--- WHAT TO WORK ON ---
In the hiking journal passage, what did the writer order at the pier bar after a snack?

--- TEXT BLOCK ---
__________
The mail boat came and went and I strolled along the pier to watch the fishes before finding a large hammock suspended amongst the lower trees next to the lawn. I swayed and dozed here until the sun had dropped low enough to leave me cool in the shade. Following a snack, I returned to the pier bar for some ice cream and hot chocolate and waited for the sun to get low behind the hill. Then I just had to retreat up the hillside once more and find my bed to give my legs a rest. The shared lounge had a book share so I took a book to read which I struggled to get into, but it wasn’t hard to fall asleep after all the fresh air and walking. I woke in the night to the sensation of an earthquake and thought to myself that I wouldn’t have wanted to be perched on that hillside if a big quake ripped through there. But after a 5 hr hike that day, I was quick to get back to sleep, ready for the big day’s hike ahead of me.
__________
(Stored records)
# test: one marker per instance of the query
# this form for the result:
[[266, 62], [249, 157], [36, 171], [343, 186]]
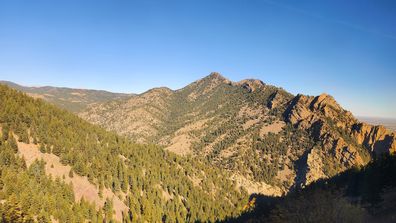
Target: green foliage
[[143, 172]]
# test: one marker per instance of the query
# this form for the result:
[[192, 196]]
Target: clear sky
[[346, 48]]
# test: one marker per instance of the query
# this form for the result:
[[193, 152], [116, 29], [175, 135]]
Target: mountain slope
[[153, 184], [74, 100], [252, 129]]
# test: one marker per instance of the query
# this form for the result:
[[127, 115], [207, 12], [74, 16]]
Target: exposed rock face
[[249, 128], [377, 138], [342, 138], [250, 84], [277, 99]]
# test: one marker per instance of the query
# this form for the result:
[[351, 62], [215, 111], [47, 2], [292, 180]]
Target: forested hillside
__________
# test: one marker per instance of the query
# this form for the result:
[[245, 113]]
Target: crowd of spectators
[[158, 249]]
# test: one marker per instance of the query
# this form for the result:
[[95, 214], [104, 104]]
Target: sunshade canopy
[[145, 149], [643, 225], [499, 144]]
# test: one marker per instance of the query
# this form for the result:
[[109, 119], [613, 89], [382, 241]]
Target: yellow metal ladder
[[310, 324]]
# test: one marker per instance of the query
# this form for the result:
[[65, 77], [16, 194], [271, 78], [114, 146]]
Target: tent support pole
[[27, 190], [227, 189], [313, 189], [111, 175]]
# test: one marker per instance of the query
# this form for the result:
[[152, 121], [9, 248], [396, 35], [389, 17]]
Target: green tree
__________
--- CORRECT ANSWER ---
Ice cream and hot chocolate.